WHAT THIS TASK INVOLVES:
From the first line to the last, reproduce the material exactly.

● ● ● ● ●

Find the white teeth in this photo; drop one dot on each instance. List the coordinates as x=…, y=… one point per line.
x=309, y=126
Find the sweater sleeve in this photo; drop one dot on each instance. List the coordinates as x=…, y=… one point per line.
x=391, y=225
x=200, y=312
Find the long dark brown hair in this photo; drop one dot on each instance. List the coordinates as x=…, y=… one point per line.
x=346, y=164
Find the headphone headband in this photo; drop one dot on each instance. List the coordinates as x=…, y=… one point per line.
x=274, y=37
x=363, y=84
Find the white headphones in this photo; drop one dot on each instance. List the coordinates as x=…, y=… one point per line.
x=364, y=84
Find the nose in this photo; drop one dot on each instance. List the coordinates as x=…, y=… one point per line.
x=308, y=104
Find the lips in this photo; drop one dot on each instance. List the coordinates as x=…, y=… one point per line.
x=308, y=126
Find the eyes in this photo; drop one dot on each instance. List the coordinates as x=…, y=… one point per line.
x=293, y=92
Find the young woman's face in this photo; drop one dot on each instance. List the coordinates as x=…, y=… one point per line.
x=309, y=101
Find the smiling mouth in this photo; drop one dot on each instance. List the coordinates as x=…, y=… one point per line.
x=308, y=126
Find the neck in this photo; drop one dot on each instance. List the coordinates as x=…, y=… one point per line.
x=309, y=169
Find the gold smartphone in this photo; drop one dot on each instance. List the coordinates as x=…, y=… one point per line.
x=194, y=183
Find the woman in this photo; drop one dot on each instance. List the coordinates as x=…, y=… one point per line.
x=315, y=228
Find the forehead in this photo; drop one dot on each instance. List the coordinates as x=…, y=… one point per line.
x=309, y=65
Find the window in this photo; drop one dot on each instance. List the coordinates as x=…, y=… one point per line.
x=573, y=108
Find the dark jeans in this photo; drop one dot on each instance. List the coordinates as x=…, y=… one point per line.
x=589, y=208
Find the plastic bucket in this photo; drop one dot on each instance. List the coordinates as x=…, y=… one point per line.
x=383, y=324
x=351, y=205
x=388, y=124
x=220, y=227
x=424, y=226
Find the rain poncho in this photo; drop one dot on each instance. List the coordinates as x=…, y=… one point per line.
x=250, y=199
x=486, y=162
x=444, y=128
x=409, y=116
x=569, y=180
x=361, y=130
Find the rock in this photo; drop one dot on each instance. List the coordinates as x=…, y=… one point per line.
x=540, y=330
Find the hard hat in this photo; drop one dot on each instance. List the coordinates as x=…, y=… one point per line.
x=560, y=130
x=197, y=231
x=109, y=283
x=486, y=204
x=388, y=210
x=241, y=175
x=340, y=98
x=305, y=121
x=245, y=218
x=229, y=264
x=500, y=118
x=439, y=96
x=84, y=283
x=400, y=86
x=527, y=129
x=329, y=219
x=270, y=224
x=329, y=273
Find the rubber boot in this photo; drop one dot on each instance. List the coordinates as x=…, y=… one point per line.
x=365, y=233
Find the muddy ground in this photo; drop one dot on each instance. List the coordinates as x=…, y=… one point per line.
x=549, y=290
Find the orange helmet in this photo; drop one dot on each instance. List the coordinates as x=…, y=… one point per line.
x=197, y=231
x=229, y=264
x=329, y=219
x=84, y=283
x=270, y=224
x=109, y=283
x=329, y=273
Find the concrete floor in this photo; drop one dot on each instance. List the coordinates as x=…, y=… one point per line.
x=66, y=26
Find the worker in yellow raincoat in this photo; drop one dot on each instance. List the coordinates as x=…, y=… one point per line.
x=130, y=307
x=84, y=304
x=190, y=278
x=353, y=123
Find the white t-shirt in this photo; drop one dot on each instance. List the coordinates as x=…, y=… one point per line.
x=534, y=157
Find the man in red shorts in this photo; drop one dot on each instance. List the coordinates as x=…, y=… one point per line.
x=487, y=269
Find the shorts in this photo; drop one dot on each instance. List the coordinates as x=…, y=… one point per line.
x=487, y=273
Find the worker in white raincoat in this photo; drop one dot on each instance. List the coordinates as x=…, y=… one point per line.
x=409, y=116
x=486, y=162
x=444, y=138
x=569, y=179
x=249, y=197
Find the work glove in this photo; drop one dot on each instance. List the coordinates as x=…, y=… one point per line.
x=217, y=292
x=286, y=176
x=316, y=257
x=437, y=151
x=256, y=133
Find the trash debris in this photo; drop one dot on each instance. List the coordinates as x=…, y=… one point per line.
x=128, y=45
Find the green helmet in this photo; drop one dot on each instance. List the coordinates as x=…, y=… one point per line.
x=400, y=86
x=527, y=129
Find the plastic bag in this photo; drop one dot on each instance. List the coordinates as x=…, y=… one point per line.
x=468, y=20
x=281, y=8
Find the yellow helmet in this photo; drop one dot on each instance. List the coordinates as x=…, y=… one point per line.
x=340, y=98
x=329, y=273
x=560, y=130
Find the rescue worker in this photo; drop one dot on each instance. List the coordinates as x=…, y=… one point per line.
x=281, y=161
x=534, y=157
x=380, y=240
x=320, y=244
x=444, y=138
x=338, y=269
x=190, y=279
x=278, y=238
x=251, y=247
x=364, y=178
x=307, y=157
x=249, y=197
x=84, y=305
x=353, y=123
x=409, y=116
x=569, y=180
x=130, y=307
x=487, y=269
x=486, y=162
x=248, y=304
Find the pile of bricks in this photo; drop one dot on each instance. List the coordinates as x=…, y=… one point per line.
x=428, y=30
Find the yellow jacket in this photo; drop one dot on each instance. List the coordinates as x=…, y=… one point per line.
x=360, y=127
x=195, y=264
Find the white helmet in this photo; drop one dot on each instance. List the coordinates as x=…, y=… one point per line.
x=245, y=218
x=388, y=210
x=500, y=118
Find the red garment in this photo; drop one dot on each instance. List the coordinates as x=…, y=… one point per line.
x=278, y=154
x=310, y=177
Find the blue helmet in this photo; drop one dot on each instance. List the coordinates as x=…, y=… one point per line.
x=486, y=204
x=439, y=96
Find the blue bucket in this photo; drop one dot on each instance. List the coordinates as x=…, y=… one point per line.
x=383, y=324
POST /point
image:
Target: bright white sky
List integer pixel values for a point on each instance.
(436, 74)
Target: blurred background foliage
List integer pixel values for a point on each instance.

● ● ● ● ●

WRITTEN SOLUTION:
Find the white teeth in this photo; drop one dot on each instance. List the coordinates as x=…, y=… one point per line.
x=309, y=126
Find the sweater sleeve in this photo; drop one dot on each instance. List the coordinates as x=…, y=… one point per line.
x=391, y=225
x=200, y=312
Find the long dark brown hair in this photo; drop one dot on each instance. List the coordinates as x=…, y=… one point per line.
x=346, y=164
Find the headphone headband in this photo; drop one dot on each instance. List the coordinates as x=…, y=… one point per line.
x=274, y=37
x=363, y=84
Find the white headphones in this photo; drop one dot on each instance. List the coordinates as x=…, y=… one point per line.
x=364, y=84
Find the nose in this photo; drop one dot on each instance. List the coordinates as x=…, y=… one point per line.
x=308, y=104
Find the lips in this photo; drop one dot on each instance. List the coordinates as x=…, y=… one point per line.
x=308, y=126
Find the eyes in this photo; drop one dot on each instance. List the coordinates as x=…, y=… one point per line.
x=293, y=92
Find the young woman's face in this photo; drop one dot on each instance. List the coordinates as x=…, y=… one point per line.
x=309, y=101
Find the smiling mouth in this photo; drop one dot on each instance. List the coordinates as x=…, y=… one point per line.
x=308, y=126
Find the neck in this photo; drop one dot on each instance. List the coordinates as x=…, y=… one point per line.
x=309, y=169
Find the gold smartphone in this photo; drop one dot on each instance. List the coordinates as x=…, y=… one point per line.
x=194, y=183
Find the woman in this photo; drop one dot on each instance. List the coordinates as x=…, y=… one point per line.
x=315, y=228
Find the forehead in this photo; drop one dot on each instance. List the coordinates as x=…, y=… one point per line.
x=309, y=65
Find the window in this photo; drop one dot on each instance. List the coordinates as x=…, y=… one point per line.
x=573, y=108
Find the dark jeans in this photo; drop one dot on each instance. List the coordinates as x=…, y=… one point per line.
x=589, y=208
Find the plastic bucket in this photo; drop one dot on each instance. List the coordinates as x=…, y=… one point per line.
x=383, y=324
x=351, y=205
x=388, y=124
x=220, y=227
x=424, y=226
Find the rain poncho in this photo; drop one dot on each instance. List the coordinates as x=…, y=… one point per line.
x=250, y=199
x=486, y=162
x=444, y=128
x=409, y=116
x=569, y=180
x=361, y=130
Find the rock in this photo; drop one dot on each instance. List the coordinates as x=…, y=… one point per line.
x=540, y=330
Find the hard hat in this photo; drop one dot on each instance. List the coordinates as x=…, y=… one point per line.
x=560, y=130
x=197, y=231
x=109, y=283
x=486, y=204
x=388, y=210
x=241, y=175
x=340, y=98
x=305, y=121
x=245, y=218
x=229, y=264
x=500, y=118
x=439, y=96
x=84, y=283
x=400, y=86
x=527, y=129
x=329, y=219
x=270, y=224
x=329, y=273
Find the rubber boot in this photo; drop one dot on each instance. List the coordinates as x=…, y=… one point per line.
x=365, y=233
Find the muddy ground in this photo; drop one dot on each instance. List the coordinates as x=…, y=… one point per line.
x=549, y=290
Find the orange helmet in this photo; drop one dot on each instance. List the coordinates as x=…, y=… one point per line.
x=197, y=231
x=229, y=264
x=329, y=219
x=84, y=283
x=270, y=224
x=109, y=283
x=329, y=273
Find the concrete floor in this photo; drop one dot on each instance. List the coordinates as x=…, y=… one point per line.
x=66, y=26
Find the worker in yellow raincoat in this photo; drop one dot on each instance. List the coordinates as x=…, y=… one point per line.
x=130, y=307
x=84, y=304
x=190, y=278
x=353, y=123
Find the white t-shirt in this photo; drop one dot on each instance. List the coordinates as x=…, y=… one point per line.
x=534, y=157
Find the man in red shorts in this photo; drop one dot on each instance. List the coordinates as x=…, y=… one point per line.
x=487, y=269
Find the shorts in this photo; drop one dot on each instance. List the coordinates as x=…, y=… one point per line.
x=487, y=273
Find the worker in white raincoat in this photo; drop one dot on each instance. List the coordinates as x=…, y=… one point per line.
x=409, y=116
x=486, y=162
x=444, y=138
x=569, y=179
x=249, y=197
Find the work glove in this photo; drop one dot on each instance. List the coordinates as x=…, y=… one point per line.
x=217, y=292
x=286, y=176
x=316, y=257
x=437, y=151
x=256, y=133
Find the trash debris in this photo; drop one dot on each instance. List the coordinates as x=…, y=… one point per line.
x=128, y=45
Find the green helmet in this photo; drop one dot on each instance. List the coordinates as x=…, y=… one point per line.
x=400, y=86
x=527, y=129
Find the plastic bag in this photo; drop one dot on each instance. List the coordinates as x=…, y=… one point per line.
x=468, y=20
x=281, y=8
Find the yellow helmet in this photo; drop one dot on each instance. List the coordinates as x=…, y=… one point per line.
x=340, y=98
x=329, y=273
x=560, y=130
Find the rescue worker in this photo; drop one dot on each instance. List the coordinates as x=…, y=… one point per line.
x=281, y=161
x=534, y=157
x=380, y=240
x=320, y=244
x=444, y=138
x=338, y=269
x=190, y=279
x=278, y=238
x=251, y=247
x=364, y=178
x=307, y=157
x=249, y=197
x=84, y=305
x=353, y=123
x=409, y=116
x=569, y=180
x=130, y=307
x=487, y=269
x=486, y=162
x=248, y=304
Find the pile of bricks in this photo; drop one dot on each instance. List the coordinates as x=…, y=… one point per line.
x=428, y=30
Find the yellow jacket in this photo; drop one dot on each instance. List the coordinates as x=…, y=… one point per line.
x=360, y=127
x=195, y=264
Find the white helmet in this photo; drop one dot on each instance. List the coordinates as x=…, y=… one point per line.
x=245, y=218
x=388, y=210
x=500, y=118
Find the red garment in this photo; drop one dot on each instance. List the coordinates as x=…, y=… one point per line.
x=278, y=154
x=310, y=177
Find the blue helmet in this photo; drop one dot on each instance. List the coordinates as x=…, y=… one point per line.
x=486, y=204
x=439, y=96
Find the blue bucket in this photo; drop one dot on each instance. List the coordinates as x=…, y=… one point per line.
x=383, y=324
POST /point
image:
Target: bright white sky
List integer pixel values for a point on each instance.
(436, 74)
Target: blurred background foliage
List integer pixel values for a point on each instance.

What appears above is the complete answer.